## REQUIRED WORK
In the entries below, find the string "dark" and return each line holding it.

++++ EXERCISE DATA ++++

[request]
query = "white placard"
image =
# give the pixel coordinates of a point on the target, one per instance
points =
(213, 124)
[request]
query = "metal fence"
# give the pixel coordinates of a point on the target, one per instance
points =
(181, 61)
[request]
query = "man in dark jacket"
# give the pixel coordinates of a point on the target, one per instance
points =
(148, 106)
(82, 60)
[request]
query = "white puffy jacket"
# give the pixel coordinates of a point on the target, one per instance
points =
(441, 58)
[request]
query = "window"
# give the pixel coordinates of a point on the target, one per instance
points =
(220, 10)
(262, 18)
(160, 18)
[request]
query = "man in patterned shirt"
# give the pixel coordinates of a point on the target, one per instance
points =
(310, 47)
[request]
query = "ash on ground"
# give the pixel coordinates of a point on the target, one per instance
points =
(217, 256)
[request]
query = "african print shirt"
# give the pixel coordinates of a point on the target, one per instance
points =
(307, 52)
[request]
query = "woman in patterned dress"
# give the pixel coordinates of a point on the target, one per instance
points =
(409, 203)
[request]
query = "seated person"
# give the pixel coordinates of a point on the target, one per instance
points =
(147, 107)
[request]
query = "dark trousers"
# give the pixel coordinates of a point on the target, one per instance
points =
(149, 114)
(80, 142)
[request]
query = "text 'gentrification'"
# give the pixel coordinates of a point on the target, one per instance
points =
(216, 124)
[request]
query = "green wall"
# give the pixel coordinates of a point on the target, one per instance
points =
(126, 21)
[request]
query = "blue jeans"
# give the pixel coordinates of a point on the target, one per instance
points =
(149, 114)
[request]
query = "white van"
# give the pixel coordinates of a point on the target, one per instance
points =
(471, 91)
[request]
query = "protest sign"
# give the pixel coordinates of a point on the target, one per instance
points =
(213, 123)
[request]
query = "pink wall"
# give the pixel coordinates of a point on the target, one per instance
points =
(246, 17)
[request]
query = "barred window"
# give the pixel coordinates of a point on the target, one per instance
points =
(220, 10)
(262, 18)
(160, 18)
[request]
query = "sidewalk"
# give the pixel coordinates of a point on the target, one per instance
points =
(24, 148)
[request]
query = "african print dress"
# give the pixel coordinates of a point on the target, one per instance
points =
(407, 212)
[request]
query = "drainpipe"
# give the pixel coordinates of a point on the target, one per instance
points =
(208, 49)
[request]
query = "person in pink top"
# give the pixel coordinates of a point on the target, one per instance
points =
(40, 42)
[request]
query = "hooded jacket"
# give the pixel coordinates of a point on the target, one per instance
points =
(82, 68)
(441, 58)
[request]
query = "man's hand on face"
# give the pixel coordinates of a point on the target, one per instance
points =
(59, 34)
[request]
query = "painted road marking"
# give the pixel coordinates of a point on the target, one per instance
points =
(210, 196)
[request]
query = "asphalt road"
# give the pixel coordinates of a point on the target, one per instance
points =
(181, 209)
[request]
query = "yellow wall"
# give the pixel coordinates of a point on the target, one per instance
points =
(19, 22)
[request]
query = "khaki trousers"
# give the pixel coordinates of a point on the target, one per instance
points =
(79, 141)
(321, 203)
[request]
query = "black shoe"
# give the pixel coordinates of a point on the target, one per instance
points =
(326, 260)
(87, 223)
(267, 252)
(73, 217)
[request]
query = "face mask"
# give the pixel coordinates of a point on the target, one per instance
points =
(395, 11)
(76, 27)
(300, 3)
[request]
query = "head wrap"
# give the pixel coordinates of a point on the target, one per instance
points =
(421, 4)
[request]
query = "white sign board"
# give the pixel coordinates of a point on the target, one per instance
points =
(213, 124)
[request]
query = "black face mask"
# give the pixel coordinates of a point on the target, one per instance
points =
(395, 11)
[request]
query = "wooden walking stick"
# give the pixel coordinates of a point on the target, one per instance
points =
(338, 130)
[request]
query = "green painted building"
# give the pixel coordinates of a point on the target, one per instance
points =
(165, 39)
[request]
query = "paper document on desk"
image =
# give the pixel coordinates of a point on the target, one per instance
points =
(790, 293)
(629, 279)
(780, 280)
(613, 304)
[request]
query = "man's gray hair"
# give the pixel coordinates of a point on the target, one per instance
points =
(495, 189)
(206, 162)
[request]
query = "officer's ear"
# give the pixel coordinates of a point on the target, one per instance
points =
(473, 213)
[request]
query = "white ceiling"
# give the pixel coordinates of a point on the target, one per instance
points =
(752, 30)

++++

## RESPONSE BOX
query = "man in dark jacket"
query = "dark trousers"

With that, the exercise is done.